[Your task]
Using the P2P funding text, explain why the program is being restructured and what the restructuring changes.

[Given text]
Now, after three cycles of funding and more than 200 awards, we are applying lessons learned from this program to restructure it to be more efficient.
New Structure, Same Goals
The goals of the P2P program remain the same. However, we are moving from three to two tiers of funding. Completing the two new tiers will take awardees 21 months; the original three-tiered program took 33 months.
The redesigned first tier, Tier A, supports the development of research partnerships as they work together to identify a CER question—or series of questions—that are important to patients, researchers, and other healthcare stakeholders. The second tier, Tier B, helps research partnerships refine CER questions and use them to craft an application for CER study funds.
Please see our first Tier A funding announcement that opened on March 1, 2017.

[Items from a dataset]
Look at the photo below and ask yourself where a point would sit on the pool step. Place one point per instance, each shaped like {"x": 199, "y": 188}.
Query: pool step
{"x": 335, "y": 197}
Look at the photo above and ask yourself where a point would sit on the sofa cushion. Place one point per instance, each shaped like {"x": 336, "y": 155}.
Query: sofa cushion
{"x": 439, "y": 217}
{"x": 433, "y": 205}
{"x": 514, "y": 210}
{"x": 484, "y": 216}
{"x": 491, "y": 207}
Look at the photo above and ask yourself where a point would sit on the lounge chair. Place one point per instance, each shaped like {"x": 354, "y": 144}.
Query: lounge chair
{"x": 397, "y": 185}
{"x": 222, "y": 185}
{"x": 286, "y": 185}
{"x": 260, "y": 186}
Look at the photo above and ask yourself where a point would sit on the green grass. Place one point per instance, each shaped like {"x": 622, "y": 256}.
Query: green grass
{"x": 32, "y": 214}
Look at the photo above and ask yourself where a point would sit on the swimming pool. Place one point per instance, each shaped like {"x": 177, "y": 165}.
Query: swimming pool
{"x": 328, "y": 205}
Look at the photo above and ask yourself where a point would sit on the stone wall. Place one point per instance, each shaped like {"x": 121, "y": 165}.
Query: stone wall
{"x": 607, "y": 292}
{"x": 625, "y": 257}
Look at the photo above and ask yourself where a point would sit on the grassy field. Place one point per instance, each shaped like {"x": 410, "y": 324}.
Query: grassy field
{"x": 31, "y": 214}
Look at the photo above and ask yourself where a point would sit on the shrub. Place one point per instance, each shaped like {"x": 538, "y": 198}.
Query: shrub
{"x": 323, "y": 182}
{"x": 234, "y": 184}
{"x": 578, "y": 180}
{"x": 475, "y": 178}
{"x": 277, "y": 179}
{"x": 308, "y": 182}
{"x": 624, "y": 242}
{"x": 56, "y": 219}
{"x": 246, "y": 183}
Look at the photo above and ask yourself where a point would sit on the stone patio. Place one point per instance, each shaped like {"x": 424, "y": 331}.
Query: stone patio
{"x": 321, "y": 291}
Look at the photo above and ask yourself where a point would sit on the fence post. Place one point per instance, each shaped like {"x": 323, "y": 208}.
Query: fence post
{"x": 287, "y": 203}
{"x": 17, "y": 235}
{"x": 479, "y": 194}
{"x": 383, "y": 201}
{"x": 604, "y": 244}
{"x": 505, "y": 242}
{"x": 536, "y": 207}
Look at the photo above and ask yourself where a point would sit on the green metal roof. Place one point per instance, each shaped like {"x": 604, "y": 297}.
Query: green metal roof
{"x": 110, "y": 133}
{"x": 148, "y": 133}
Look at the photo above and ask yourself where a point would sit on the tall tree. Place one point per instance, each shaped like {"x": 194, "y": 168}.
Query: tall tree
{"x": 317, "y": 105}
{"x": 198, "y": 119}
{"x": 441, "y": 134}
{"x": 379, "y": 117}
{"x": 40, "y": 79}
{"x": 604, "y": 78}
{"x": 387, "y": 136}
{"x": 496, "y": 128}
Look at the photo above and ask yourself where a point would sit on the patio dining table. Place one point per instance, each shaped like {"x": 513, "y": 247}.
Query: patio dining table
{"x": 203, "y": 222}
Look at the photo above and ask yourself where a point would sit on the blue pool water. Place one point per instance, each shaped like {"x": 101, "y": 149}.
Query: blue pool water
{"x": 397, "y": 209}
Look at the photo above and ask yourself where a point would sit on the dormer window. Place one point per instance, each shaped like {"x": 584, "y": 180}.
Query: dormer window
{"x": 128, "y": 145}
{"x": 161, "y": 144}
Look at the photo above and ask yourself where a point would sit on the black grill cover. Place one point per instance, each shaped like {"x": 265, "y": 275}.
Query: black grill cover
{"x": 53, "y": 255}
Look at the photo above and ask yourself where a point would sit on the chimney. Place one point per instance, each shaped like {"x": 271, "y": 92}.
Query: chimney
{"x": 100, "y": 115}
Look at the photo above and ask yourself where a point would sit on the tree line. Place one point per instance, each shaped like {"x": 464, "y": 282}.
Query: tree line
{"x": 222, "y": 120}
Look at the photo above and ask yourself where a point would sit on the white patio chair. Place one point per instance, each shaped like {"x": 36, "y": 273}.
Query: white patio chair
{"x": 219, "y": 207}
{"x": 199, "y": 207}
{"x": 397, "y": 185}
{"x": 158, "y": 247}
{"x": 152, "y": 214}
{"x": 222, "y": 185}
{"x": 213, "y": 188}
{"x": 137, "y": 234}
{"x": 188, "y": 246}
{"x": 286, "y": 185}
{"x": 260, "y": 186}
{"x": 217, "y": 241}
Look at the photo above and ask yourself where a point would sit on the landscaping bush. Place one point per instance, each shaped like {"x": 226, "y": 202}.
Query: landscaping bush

[Task result]
After three funding cycles and more than 200 awards, the program is applying lessons learned to become more efficient. It is moving from three funding tiers to two. Awardees will finish the two new tiers in 21 months instead of the original 33.